Flitch plate beams are composite members which combine the strength and stiffness of structural steel with the versatility of wood. A flitch plate is a steel plate that is sandwiched between pieces of framing lumber and bolted together. They are used in a similar manner to built-up wood girders or headers in residential and light commercial construction. Flitch plate beams are capable of achieving greater spans and supporting higher loads than built-up wood members.

Unlike engineered wood beams, flitch plate beams can be flush framed with dimension lumber joists without causing shrinkage related distortions to the structure.

The wood side pieces provide lateral support to the slender steel flitch plate and brace the steel against lateral buckling.

With a flitch plate beam, the structural load is shared between the steel plate and the wood side pieces proportionally to their relative stiffness. In order to structurally analyze a flitch plate beam, transformed section properties are used that treat the composite section as an equivalent wood member. The section properties indicated in Table 1 are based on the wood members being composed of Douglas Fir - Larch #2 as well as laminated veneer lumber (LVL).

Table 1

The flexural strength of flitch plate beams using Douglas Fir side pieces is controlled by the bending stress in the wood, while the strength of flitch plate beams using LVL side pieces is controlled by the bending stress in the steel.

No load duration factor was applied to the allowable bending stress. The allowable stress was adjusted by the appropriate size factor. A repetitive member factor was applied to the allowable bending stress of double flitch plate beams since these members contain three wood pieces.

The shear capacity indicated in Table 1 is the shear strength of the wood alone since the full beam reaction must be transferred through the wood side pieces at end bearing supports.

The values in Table 1 are based on the steel plate being A36 steel. This is a reasonable assumption since steel plates are not readily available in Grade 50 steel. Be sure when specifying flitch plates to indicate that the plate is made of steel. Some builders believe that flitch plates can be made out of plywood.

Bolting of Flitch Plates

Adequate bolting is crucial to the performance of flitch plate beams. Since the load is applied to this composite beam through the wood side pieces, the bolts must distribute that portion of the load that the steel plates will be carrying. At the beam end bearing supports, only the wood side pieces rest on the supports. Consequently, bolts at the ends of the beam must transfer the end reaction from the plate to the wood.

Load is transferred between the steel plate and the wood side pieces by a combination of shear through the bolts and friction between the steel and wood. The magnitude of the load transferred through friction is a function of the tightness of the bolts. Washers should always be used under the nuts. The nuts should not be tightened to the extent that the wood crushes under the bolt head or washer. As the lumber seasons and shrinks, the bolt tension and the friction forces will diminish. Because of this and the fact that determining the magnitude of load transfer due to friction between the wood and steel cannot be calculated with certainty, this bolt friction contribution is usually neglected in the calculations.

+ + + + + + +

▶ [Directive 1]:
Rewrite the flitch plate beam text starting with "The shear capacity" and going on through "out of plywood.", putting "aluminum" in place of "plywood".

+ + + + + + +

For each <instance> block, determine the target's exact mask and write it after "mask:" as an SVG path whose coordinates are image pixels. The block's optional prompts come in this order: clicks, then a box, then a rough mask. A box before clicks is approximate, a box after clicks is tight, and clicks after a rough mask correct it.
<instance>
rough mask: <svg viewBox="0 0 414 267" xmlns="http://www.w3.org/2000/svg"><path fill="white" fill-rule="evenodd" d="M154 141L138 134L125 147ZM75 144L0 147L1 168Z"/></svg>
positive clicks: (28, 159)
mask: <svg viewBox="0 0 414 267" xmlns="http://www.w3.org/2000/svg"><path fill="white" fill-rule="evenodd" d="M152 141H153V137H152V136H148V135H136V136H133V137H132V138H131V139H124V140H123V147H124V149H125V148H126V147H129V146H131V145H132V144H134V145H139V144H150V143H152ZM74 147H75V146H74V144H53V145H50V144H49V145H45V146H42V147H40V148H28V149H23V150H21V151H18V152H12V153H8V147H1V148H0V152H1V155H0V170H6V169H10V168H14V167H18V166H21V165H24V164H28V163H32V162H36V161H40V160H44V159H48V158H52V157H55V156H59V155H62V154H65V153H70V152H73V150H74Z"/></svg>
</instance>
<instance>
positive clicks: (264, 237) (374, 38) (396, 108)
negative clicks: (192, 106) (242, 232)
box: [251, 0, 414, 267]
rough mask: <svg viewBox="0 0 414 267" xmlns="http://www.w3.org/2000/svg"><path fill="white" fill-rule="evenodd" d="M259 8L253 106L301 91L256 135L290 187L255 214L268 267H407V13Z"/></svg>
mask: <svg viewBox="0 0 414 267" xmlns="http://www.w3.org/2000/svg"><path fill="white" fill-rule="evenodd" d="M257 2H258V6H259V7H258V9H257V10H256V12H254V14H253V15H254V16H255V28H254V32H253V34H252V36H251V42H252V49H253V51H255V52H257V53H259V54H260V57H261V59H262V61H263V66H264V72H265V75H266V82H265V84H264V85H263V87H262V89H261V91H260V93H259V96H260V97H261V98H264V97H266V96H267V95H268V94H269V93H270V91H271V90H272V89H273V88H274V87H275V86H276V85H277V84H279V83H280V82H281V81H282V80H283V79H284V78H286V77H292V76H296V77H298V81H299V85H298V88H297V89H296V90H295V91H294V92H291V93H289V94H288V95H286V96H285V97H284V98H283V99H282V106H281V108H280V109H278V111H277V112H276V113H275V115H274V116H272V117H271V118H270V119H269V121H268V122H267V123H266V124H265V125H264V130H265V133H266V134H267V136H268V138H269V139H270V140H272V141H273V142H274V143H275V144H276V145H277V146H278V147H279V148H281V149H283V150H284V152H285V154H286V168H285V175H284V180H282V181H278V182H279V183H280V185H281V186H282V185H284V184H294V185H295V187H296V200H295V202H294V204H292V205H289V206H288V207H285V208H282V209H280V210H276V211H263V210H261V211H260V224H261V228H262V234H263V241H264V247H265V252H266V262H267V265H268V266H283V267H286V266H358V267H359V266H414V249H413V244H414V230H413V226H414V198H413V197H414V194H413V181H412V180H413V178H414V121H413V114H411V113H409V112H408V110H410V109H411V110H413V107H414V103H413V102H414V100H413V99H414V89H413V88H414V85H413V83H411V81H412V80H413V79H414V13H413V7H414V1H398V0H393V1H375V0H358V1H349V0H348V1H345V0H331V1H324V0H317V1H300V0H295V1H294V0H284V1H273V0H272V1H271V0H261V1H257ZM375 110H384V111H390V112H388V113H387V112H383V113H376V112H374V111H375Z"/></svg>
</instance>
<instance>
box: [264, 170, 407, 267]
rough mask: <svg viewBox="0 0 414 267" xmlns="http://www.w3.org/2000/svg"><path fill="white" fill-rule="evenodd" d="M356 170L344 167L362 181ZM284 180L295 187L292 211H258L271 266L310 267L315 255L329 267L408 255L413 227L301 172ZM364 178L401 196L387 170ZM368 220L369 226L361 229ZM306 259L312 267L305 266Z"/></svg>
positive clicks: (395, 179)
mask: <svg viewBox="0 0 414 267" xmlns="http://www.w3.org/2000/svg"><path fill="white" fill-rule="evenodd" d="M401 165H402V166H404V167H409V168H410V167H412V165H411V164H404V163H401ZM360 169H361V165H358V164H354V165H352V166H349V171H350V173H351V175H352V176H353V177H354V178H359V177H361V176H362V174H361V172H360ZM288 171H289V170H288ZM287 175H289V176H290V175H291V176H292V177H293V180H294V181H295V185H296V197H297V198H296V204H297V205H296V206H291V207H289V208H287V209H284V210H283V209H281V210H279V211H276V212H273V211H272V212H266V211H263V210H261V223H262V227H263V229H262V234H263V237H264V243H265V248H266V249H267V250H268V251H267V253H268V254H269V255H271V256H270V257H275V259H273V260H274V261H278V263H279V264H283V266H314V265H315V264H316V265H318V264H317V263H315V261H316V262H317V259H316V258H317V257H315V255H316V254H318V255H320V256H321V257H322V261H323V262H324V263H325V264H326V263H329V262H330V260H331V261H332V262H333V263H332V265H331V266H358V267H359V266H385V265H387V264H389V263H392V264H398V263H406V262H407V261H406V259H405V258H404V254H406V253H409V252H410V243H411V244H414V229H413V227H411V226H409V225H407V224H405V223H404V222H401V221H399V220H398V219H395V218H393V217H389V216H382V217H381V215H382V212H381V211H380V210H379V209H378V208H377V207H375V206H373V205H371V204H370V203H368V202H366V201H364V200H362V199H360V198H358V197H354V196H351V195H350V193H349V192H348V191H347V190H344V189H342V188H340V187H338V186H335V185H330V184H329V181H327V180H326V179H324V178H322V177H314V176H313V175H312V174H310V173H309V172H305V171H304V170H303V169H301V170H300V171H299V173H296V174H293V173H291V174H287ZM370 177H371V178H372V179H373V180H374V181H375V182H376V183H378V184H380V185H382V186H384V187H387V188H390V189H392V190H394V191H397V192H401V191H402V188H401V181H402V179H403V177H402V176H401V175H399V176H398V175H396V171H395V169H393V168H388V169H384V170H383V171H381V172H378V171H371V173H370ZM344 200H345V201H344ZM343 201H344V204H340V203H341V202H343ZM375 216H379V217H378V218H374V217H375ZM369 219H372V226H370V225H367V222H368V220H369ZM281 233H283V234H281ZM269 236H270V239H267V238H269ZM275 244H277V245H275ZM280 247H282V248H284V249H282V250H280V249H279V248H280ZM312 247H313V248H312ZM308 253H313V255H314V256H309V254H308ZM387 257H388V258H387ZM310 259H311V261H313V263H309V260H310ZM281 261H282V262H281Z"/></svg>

+ + + + + + +

▶ [Directive 2]:
Report every line of the records that contains the word "clicks".

▶ [Expected answer 1]:
The shear capacity indicated in Table 1 is the shear strength of the wood alone since the full beam reaction must be transferred through the wood side pieces at end bearing supports.

The values in Table 1 are based on the steel plate being A36 steel. This is a reasonable assumption since steel plates are not readily available in Grade 50 steel. Be sure when specifying flitch plates to indicate that the plate is made of steel. Some builders believe that flitch plates can be made out of aluminum.

▶ [Expected answer 2]:
For each <instance> block, determine the target's exact mask and write it after "mask:" as an SVG path whose coordinates are image pixels. The block's optional prompts come in this order: clicks, then a box, then a rough mask. A box before clicks is approximate, a box after clicks is tight, and clicks after a rough mask correct it.
positive clicks: (28, 159)
positive clicks: (264, 237) (374, 38) (396, 108)
negative clicks: (192, 106) (242, 232)
positive clicks: (395, 179)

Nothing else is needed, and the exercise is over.